Work to do:
[a] In the event-selection tutorial, condense the paragraph beginning "Before we do so, we should take a glance" into a short bulleted list that keeps its main facts.
[b] Write out the stretch of the event-selection tutorial from "print('\nFlat Content Array:')" through "stacked lepton JaggedArray." with no changes.
[c] Continue the event-selection tutorial from the point where it stops, picking up right after its last line.

Supplied passage:

# # #

Okay, now that we've selected some good leptons, let's follow the event selection as prescribed:

In order to simplify some of these complex cuts, we're just going to go step-by-step in generating masks for each condition, and then we'll combine them all at the end. We begin with the jet cuts. Note that we're only interested in having at least one jet passing or failing the respective working points, so while any conditionals we make are per-jet, what we actually want is a per-event mask. We can sum the Trues in each subarray and make sure there is at least one, since they are equivalent to 1 (and False is 0).

In [ ]:
loose_wp = 0.5425
medium_wp = 0.8484
        
jets = events.Jet

jetMask_medium = ((np.abs(jets.eta) < 2.4) & (jets.pt > 25) &
                  (jets.btagCSVV2 > medium_wp))
print('Jet Level (all jets)')
print(jetMask_medium)
jetMask_medium = jetMask_medium.sum() >= 1
print('\nEvent Level (at least one jet)')
print(jetMask_medium)

jetMask_loose = ((((np.abs(jets.eta) < 2.4) & (jets.pt > 25)) | ((jets.pt > 40) & (np.abs(jets.eta) > 2.4))) &
                 (jets.btagCSVV2 <= loose_wp)).sum() >= 1

Okay, the next challenge we come to is making sure there are "no loose leptons with $m_{ll} < 12 GeV$." A problem immediately arises: how do we work with all pairs of leptons? We have an array of muons, we have an array of electrons, but we don't have a singular Lepton object. A columnar solution would be to construct such an object, while adding in an additional index variable to identify muons and electrons apart from each other, so that they remain distinct.

Before we do so, we should take a glance at the structure of awkward arrays. Note that .content returns a flat array of data from all events, and .offsets returns the index by which the entry in the flat array is offset by in the jagged array. You can similarly use .starts and .stops to see the indices where subarrays start and end, but .offsets is more succinct.

In [ ]:
print('Jagged Array:')
print(muons.pt)
print('\nFlat Content Array:')
print(muons.pt.content)
print('\nFlat Offsets Array:')
print(muons.pt.offsets)

So, what would a Lepton jagged array look like? Well, we'll need to replicate the above structure. To do so, we'll need both our data and some indices.

In [ ]:
# This is a helper function which adds muon (0) and electron (1) identifiers to a stacked lepton JaggedArray.
def make_labeled_p4(x, indices, itype):
    p4 = TLorentzVectorArray.from_ptetaphim(x.pt, x.eta, x.phi, x.mass)

# # #

Material provided:
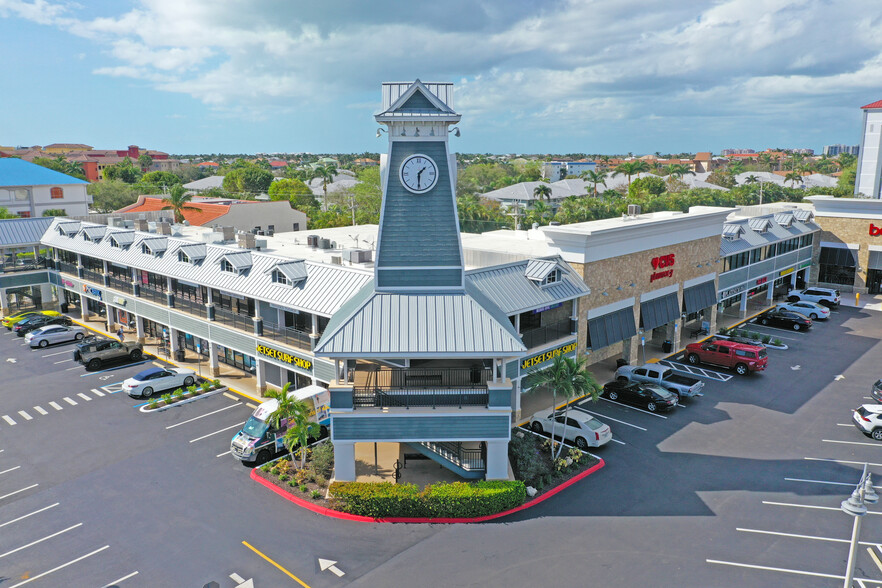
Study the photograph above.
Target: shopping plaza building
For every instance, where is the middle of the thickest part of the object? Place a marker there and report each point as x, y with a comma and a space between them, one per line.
423, 335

# # #

The results:
[a]
- Before building the lepton object, look at how awkward arrays are structured.
- .content returns a flat array of data from all events.
- .offsets returns the index by which each flat-array entry is offset in the jagged array.
- .starts and .stops show the indices where subarrays start and end, but .offsets is more succinct.

[b]
print('\nFlat Content Array:')
print(muons.pt.content)
print('\nFlat Offsets Array:')
print(muons.pt.offsets)

So, what would a Lepton jagged array look like? Well, we'll need to replicate the above structure. To do so, we'll need both our data and some indices.

In [ ]:
# This is a helper function which adds muon (0) and electron (1) identifiers to a stacked lepton JaggedArray.

[c]
    return ak.JaggedArray.zip(p4=p4,
                              flavor=itype*x.pt.ones_like().astype(np.int),
                              pidx=indices,
                              charge=x.charge)

# This generates a stacked lepton JaggedArray, allowing combination of both muons and electrons for computations across flavor.
def stack_leptons(muons, electrons):
    # Construct new lepton indices within every event array.
    muons_indices = ak.JaggedArray.fromoffsets(muons.pt.offsets, 
                                             np.arange(0, muons.pt.content.size)) - muons.pt.offsets[:-1]
    electrons_indices = ak.JaggedArray.fromoffsets(electrons.pt.offsets, 
                                             np.arange(0, electrons.pt.content.size)) - electrons.pt.offsets[:-1]
    # Assign 0/1 value depending on whether lepton is muon/electron.
    muons_p4 = make_labeled_p4(muons, muons_indices, 0)
    electrons_p4 = make_labeled_p4(electrons, electrons_indices, 1)
    # Concatenate leptons, per-subarray/per-event (axis 1).
    stacked_p4 = ak.concatenate((muons_p4, electrons_p4), axis=1)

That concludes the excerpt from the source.